The problem: Pull out every line from the records below that contains the string "path", copying each one in full.

* BEGIN *

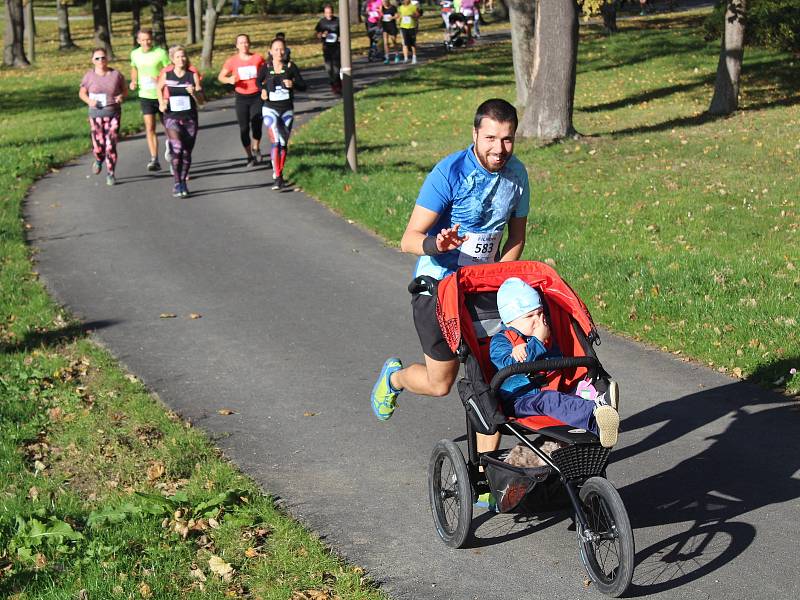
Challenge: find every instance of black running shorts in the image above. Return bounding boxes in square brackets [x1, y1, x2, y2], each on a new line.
[411, 294, 456, 360]
[139, 98, 161, 115]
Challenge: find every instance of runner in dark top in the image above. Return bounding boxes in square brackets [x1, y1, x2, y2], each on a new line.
[258, 38, 306, 190]
[315, 4, 342, 94]
[158, 46, 202, 198]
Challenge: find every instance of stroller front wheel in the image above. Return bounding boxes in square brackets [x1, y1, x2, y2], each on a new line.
[577, 477, 635, 598]
[428, 440, 472, 548]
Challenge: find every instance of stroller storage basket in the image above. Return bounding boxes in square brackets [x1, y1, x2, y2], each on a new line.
[550, 444, 609, 479]
[481, 450, 552, 512]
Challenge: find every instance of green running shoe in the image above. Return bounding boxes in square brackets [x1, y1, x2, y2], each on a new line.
[372, 358, 403, 421]
[474, 492, 500, 512]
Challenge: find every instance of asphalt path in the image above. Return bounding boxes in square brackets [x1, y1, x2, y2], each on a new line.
[25, 36, 800, 600]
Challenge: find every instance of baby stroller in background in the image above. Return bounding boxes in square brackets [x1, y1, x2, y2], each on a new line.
[416, 261, 634, 597]
[444, 13, 468, 50]
[367, 21, 383, 62]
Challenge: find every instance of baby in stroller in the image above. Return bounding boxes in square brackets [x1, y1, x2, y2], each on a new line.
[489, 277, 619, 448]
[444, 13, 469, 50]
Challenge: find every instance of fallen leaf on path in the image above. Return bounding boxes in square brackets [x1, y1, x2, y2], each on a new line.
[189, 563, 206, 581]
[147, 462, 164, 481]
[208, 555, 233, 581]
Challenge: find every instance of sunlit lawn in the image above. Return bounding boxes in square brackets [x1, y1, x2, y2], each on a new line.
[289, 14, 800, 390]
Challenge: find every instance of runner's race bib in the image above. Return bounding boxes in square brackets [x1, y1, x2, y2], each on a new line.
[89, 92, 108, 108]
[269, 86, 289, 102]
[236, 65, 256, 81]
[169, 96, 192, 112]
[458, 229, 503, 267]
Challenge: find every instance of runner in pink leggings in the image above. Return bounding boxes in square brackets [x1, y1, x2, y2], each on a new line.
[78, 48, 128, 185]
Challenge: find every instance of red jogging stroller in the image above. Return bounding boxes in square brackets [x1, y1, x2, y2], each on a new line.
[416, 261, 634, 597]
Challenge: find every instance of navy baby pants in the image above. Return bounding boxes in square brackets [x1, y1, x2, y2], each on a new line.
[514, 390, 598, 435]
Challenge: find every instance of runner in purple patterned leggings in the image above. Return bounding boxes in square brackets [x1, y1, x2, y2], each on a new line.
[157, 46, 203, 198]
[78, 48, 128, 185]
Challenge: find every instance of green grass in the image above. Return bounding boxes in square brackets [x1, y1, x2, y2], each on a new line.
[287, 13, 800, 392]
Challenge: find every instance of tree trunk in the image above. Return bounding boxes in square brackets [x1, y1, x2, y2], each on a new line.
[600, 0, 619, 34]
[3, 0, 30, 67]
[193, 0, 203, 42]
[186, 0, 197, 45]
[517, 0, 578, 141]
[150, 0, 167, 48]
[22, 0, 36, 63]
[56, 0, 77, 50]
[92, 0, 114, 59]
[708, 0, 747, 115]
[507, 0, 536, 108]
[492, 0, 510, 21]
[131, 0, 142, 48]
[200, 0, 225, 71]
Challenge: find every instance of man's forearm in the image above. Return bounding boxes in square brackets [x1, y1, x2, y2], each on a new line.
[400, 231, 428, 256]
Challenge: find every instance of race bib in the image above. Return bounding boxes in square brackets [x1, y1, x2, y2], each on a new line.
[169, 96, 192, 112]
[89, 92, 108, 108]
[236, 65, 256, 81]
[269, 86, 289, 102]
[458, 229, 503, 267]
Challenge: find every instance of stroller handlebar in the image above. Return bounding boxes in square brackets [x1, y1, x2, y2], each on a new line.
[489, 356, 600, 395]
[408, 275, 439, 296]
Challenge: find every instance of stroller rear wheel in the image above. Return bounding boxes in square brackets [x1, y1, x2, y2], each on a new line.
[577, 477, 635, 598]
[428, 440, 472, 548]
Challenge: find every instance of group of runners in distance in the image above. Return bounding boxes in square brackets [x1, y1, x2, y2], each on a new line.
[78, 0, 480, 197]
[78, 29, 310, 197]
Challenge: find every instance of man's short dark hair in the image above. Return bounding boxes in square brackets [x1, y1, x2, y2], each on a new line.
[474, 98, 519, 131]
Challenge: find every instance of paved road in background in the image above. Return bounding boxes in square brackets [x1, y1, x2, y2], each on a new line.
[26, 36, 800, 600]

* END *

Response:
Challenge: find every instance of asphalt path in the image above. Return bounding boxes in square brackets [x1, y1, x2, y2], each on a new line.
Challenge: find every instance of fallen leaf on path in the image above. Return bounding boxes in square brackets [x1, y1, x2, y2], each on a new line.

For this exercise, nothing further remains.